Problems to work on:
1. Print the passage of the text on Deephaven concurrency from "Rethinking stateful patterns" to "or ordering issues.".
2. Carry on the text on Deephaven concurrency from where it stops.

When operations depend on each other: Barriers

Sometimes you need one operation to complete before another starts — for example, when column A populates data that column B reads. Use barriers to control this ordering:

from deephaven.concurrency_control import Barrier
from deephaven.table import Selectable
from deephaven import empty_table

cache = {}


def init_cache(key):
    cache[key] = f"Value_{key}"
    return key


def use_cache(key):
    return cache.get(key, "Not found")


barrier = Barrier()

# Column A declares the barrier (must finish first)
col_a = Selectable.parse("A = init_cache(Key)").with_declared_barriers(barrier)

# Column B respects the barrier (waits for A to finish)
col_b = Selectable.parse("B = use_cache(Key)").with_respected_barriers(barrier)

source = empty_table(10).update("Key = i")
result = source.update([col_a, col_b])

With this barrier, column A processes all rows completely before column B starts. Both columns can still be parallelized internally — the barrier only controls the ordering between them.

Note

Serial operations automatically create barriers between each other by default. If you have two serial columns in the same update, the first finishes completely before the second starts.

Rethinking stateful patterns

Before marking operations as serial, consider whether you can restructure your logic to be stateless. Stateless operations are:

Faster: They parallelize automatically.
Simpler: No hidden dependencies between rows.
Safer: No race conditions or ordering issues.

Alternative: Use table operations for accumulation

Instead of accumulating state within a filter, use Deephaven's built-in aggregation and windowed operations:

from deephaven import empty_table, updateby as uby

# Create sample data
table = empty_table(100).update("Value = randomInt(1, 50)")

# Use update_by for running calculations
result = table.update_by([uby.cum_sum("RunningTotal = Value")])

# Then filter on the derived columns
filtered = result.where("RunningTotal <= 1000")

This approach keeps each operation stateless while achieving the same result — and it's more explicit about what your query is doing.

Understanding the parallelization model

Deephaven parallelizes queries in two phases:

Initialization parallelism

When you first run a table operation, the engine splits the work across the Operation Initialization Thread Pool. For a where or update on a large table, different chunks of rows are processed simultaneously on different cores.

Update parallelism

For ticking tables, the Update Graph Processor Thread Pool handles ongoing updates. This pool parallelizes in two ways:

Within each operation: Rows are divided among cores, just like during initialization.
Across operations: Independent tables in the update graph are computed simultaneously.

Both thread pools benefit from stateless operations. You can configure their sizes:

Property	Default	Description
`OperationInitializationThreadPool.threads`	-1 (all cores)	Threads for parallel initialization
`PeriodicUpdateGraph.updateThreads`	-1 (all cores)	Threads for parallel update processing

Configuration properties

You can change the default behavior using these properties:

QueryTable.statelessSelectByDefault — controls default for select and update.

Given entries:
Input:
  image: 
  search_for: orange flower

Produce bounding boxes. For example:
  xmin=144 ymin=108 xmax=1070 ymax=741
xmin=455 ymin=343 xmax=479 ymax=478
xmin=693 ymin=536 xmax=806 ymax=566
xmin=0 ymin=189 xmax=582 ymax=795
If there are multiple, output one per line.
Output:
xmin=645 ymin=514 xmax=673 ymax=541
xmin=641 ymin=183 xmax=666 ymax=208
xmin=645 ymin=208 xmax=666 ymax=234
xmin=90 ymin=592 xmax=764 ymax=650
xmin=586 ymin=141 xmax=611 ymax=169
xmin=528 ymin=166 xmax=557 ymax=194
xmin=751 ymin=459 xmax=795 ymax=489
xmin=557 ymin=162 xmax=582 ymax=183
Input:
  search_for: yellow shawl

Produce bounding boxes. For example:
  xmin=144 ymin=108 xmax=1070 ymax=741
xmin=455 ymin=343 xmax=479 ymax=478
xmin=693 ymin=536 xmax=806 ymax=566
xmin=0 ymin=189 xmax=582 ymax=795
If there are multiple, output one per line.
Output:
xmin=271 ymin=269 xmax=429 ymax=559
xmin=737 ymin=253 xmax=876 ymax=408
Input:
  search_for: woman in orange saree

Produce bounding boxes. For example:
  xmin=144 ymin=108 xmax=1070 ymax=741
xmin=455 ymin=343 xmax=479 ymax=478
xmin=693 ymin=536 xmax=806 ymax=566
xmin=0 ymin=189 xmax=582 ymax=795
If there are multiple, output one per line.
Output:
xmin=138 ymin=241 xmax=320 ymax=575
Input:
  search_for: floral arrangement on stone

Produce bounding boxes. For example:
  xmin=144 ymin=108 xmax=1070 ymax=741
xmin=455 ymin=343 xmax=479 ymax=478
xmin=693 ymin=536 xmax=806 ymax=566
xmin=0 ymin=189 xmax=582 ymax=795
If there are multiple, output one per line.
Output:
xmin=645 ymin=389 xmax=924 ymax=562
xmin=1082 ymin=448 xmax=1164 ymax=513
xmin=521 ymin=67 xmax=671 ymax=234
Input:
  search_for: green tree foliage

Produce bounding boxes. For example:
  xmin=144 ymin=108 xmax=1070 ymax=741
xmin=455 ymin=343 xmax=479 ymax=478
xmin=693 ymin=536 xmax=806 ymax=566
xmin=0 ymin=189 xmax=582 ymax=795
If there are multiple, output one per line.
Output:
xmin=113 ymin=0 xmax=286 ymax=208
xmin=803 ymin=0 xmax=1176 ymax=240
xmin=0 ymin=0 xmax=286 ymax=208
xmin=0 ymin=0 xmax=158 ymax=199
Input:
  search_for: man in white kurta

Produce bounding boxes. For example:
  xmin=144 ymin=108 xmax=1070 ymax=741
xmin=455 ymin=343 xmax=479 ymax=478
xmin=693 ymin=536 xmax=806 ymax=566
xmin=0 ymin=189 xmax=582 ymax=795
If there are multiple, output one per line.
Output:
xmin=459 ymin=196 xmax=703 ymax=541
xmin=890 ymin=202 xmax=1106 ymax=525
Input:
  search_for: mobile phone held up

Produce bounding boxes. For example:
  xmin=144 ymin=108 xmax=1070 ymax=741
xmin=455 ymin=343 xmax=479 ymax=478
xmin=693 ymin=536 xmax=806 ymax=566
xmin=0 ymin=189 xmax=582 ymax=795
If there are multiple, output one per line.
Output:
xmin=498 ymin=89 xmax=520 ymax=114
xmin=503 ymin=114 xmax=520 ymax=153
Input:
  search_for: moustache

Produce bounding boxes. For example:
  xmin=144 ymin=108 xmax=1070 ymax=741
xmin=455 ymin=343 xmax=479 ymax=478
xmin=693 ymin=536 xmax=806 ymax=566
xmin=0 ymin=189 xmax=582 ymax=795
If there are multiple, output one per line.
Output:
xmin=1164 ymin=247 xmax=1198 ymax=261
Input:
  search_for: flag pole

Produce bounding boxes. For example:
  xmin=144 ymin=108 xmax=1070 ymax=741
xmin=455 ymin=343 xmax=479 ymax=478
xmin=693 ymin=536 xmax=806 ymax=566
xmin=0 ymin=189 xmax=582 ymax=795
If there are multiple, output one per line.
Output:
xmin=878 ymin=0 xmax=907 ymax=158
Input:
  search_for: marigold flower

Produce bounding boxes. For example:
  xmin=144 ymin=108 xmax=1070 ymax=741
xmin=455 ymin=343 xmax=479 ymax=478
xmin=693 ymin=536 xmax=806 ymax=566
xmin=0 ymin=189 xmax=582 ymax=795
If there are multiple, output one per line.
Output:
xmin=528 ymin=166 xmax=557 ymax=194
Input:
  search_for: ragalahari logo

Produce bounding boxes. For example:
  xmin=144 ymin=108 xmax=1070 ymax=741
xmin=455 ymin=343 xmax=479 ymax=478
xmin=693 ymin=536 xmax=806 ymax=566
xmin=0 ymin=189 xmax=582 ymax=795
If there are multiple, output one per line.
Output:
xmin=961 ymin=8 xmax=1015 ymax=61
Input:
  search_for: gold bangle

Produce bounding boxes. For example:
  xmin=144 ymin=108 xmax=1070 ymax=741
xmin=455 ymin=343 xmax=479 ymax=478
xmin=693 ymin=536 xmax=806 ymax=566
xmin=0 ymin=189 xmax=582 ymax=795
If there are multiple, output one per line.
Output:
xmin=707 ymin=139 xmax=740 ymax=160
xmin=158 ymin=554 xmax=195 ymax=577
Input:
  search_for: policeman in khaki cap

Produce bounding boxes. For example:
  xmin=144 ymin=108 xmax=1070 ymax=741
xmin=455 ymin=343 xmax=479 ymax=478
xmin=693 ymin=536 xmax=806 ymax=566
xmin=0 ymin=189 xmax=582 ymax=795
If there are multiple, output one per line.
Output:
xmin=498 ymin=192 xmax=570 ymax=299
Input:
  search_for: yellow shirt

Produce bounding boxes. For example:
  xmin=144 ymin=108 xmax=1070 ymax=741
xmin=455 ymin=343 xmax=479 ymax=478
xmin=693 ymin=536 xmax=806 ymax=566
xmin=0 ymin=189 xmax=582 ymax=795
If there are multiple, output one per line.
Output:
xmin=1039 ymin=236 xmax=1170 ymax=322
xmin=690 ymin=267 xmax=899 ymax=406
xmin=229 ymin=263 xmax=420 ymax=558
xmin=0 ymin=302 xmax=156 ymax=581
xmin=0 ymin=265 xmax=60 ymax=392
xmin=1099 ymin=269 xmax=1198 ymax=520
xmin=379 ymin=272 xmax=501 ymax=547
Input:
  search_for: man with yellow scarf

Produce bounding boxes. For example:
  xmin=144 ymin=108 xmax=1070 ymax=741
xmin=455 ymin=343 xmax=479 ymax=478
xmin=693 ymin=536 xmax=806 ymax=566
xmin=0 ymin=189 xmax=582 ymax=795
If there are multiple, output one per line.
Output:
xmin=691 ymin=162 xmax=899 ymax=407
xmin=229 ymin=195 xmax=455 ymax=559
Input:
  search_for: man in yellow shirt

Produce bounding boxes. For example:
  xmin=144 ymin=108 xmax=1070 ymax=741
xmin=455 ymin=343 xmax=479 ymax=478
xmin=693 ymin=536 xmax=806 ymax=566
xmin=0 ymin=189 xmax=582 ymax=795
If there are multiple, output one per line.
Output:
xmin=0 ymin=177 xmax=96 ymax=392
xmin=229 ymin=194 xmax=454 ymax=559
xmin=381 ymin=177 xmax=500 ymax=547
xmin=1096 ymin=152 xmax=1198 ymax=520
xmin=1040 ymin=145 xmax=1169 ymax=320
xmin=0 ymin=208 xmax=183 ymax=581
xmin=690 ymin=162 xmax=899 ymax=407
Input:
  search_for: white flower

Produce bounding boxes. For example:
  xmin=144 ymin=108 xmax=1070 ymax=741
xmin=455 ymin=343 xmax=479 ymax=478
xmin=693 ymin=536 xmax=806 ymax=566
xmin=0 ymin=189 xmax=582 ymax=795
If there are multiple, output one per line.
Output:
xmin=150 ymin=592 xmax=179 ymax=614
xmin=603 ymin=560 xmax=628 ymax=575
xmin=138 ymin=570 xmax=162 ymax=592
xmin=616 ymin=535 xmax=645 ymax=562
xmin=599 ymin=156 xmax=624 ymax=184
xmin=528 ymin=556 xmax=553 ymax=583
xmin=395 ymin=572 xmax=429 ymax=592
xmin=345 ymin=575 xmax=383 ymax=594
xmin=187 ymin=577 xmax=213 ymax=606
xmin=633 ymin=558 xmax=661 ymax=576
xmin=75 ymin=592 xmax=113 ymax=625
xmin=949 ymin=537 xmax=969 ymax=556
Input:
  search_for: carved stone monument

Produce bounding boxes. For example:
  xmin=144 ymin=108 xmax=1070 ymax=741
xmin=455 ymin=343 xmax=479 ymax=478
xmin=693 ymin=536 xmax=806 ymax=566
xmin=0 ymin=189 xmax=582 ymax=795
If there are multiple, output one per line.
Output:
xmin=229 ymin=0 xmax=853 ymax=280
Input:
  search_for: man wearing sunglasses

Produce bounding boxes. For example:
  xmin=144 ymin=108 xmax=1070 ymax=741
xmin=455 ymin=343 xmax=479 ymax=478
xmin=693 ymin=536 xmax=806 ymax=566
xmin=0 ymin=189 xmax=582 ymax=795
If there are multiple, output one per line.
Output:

Answers for the tasks:
1.
Rethinking stateful patterns

Before marking operations as serial, consider whether you can restructure your logic to be stateless. Stateless operations are:

Faster: They parallelize automatically.
Simpler: No hidden dependencies between rows.
Safer: No race conditions or ordering issues.

2.
QueryTable.statelessFiltersByDefault — controls default for filters.

Caution

In Python builds that use the GIL (global interpreter lock), parallelizing filters and selectables can negatively impact query performance. To prevent performance regressions, even stateless operations that use Python objects are not parallelized unless the Python build is free-threaded.

Quick reference

Scenario	Solution	Why
Pure column math	Default (parallel)	Thread-safe, no shared state
Global counter	`.with_serial()`	Needs sequential row processing
Column A must finish before Column B	Barriers	Controls cross-operation ordering
File I/O or logging	`.with_serial()`	Serialize access to shared resource
Non-thread-safe library	`.with_serial()`	Forces single-threaded access

Migration checklist

If you're upgrading to Deephaven 41:

Quick check: Does your code use global variables, depend on row order, or modify external state?
Test thoroughly: Run your existing queries and verify that results match expectations.
Add .with_serial(): For operations that need sequential processing, use Selectable.parse(...).with_serial().
Add barriers: If one operation must complete before another starts, use Barrier with .with_declared_barriers() and .with_respected_barriers().
Consider refactoring: Where possible, restructure stateful logic to use table operations like update_by instead.

The bigger picture

This change is part of Deephaven's ongoing work to maximize performance automatically. By making stateless the default, we're:

Reducing cognitive load: You don't need to think about parallelization for most queries.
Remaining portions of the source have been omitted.